— Start —
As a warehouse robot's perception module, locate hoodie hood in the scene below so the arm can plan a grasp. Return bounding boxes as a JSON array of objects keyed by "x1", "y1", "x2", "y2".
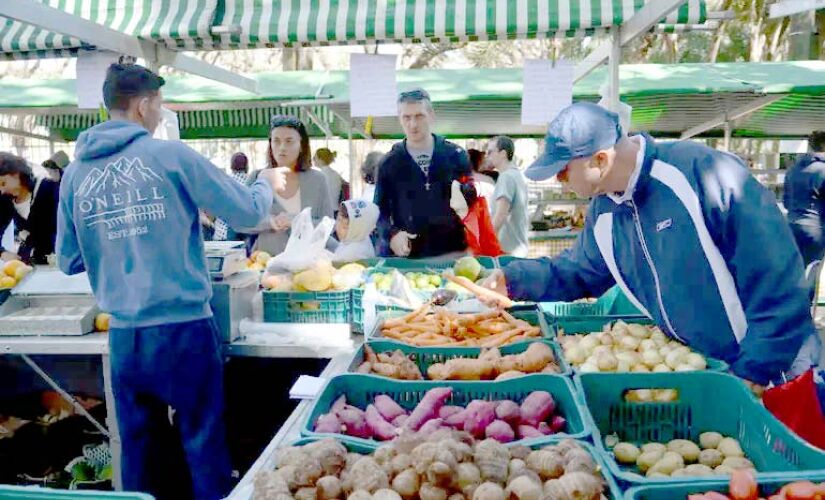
[
  {"x1": 75, "y1": 120, "x2": 149, "y2": 160},
  {"x1": 341, "y1": 200, "x2": 379, "y2": 243}
]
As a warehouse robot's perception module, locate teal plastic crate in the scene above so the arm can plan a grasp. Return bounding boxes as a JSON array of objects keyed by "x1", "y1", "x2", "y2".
[
  {"x1": 575, "y1": 371, "x2": 825, "y2": 485},
  {"x1": 301, "y1": 374, "x2": 591, "y2": 449},
  {"x1": 263, "y1": 290, "x2": 351, "y2": 323},
  {"x1": 290, "y1": 438, "x2": 622, "y2": 500},
  {"x1": 0, "y1": 485, "x2": 154, "y2": 500},
  {"x1": 367, "y1": 305, "x2": 556, "y2": 349},
  {"x1": 624, "y1": 472, "x2": 825, "y2": 500},
  {"x1": 547, "y1": 316, "x2": 730, "y2": 372},
  {"x1": 349, "y1": 340, "x2": 571, "y2": 378}
]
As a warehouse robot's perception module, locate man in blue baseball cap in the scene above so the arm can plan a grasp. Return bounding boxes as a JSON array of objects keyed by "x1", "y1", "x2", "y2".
[{"x1": 486, "y1": 103, "x2": 820, "y2": 422}]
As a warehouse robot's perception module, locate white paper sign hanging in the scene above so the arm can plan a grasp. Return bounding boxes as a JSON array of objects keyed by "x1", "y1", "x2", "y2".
[
  {"x1": 521, "y1": 59, "x2": 574, "y2": 126},
  {"x1": 75, "y1": 50, "x2": 120, "y2": 109},
  {"x1": 349, "y1": 54, "x2": 398, "y2": 117}
]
— End —
→ **Work to complete**
Reproduce all of the lines above with "the arm" swapped for "the gripper" and everything else left as it is. Leave out the pictures.

→ **Exercise answer**
As a warehouse robot's perception module, locate hoodie hood in the scene below so the gripper can plan a grasp. Return bounding boxes as a JSON array of objects keyed by "x1", "y1", "x2", "y2".
[
  {"x1": 75, "y1": 120, "x2": 149, "y2": 160},
  {"x1": 341, "y1": 200, "x2": 379, "y2": 243}
]
As a warehouse robot's perception module, locate teal plastic crate in the scene above so the gripper can plan a grasp. Return bounding boxes as a JSON array of objects keyed by "x1", "y1", "x2", "y2".
[
  {"x1": 575, "y1": 371, "x2": 825, "y2": 485},
  {"x1": 301, "y1": 374, "x2": 591, "y2": 449},
  {"x1": 263, "y1": 290, "x2": 351, "y2": 323},
  {"x1": 290, "y1": 438, "x2": 622, "y2": 500},
  {"x1": 0, "y1": 485, "x2": 154, "y2": 500},
  {"x1": 367, "y1": 305, "x2": 556, "y2": 349},
  {"x1": 624, "y1": 472, "x2": 825, "y2": 500},
  {"x1": 547, "y1": 316, "x2": 730, "y2": 372},
  {"x1": 349, "y1": 340, "x2": 571, "y2": 378}
]
As a warehouse robot's perception module, locate man in blue baseball cap in the scene above so the gripper can plan a grasp. Return bounding boxes as a JSON array of objects keyed by "x1", "y1", "x2", "y2".
[{"x1": 486, "y1": 103, "x2": 820, "y2": 422}]
As a warehouse robot's perception module, locate white paper sign hanging in the scene above so the gripper can plan a grasp. Return bounding boxes as a JSON array of objects keyed by "x1", "y1", "x2", "y2".
[
  {"x1": 521, "y1": 59, "x2": 574, "y2": 126},
  {"x1": 75, "y1": 50, "x2": 120, "y2": 109},
  {"x1": 349, "y1": 54, "x2": 398, "y2": 117}
]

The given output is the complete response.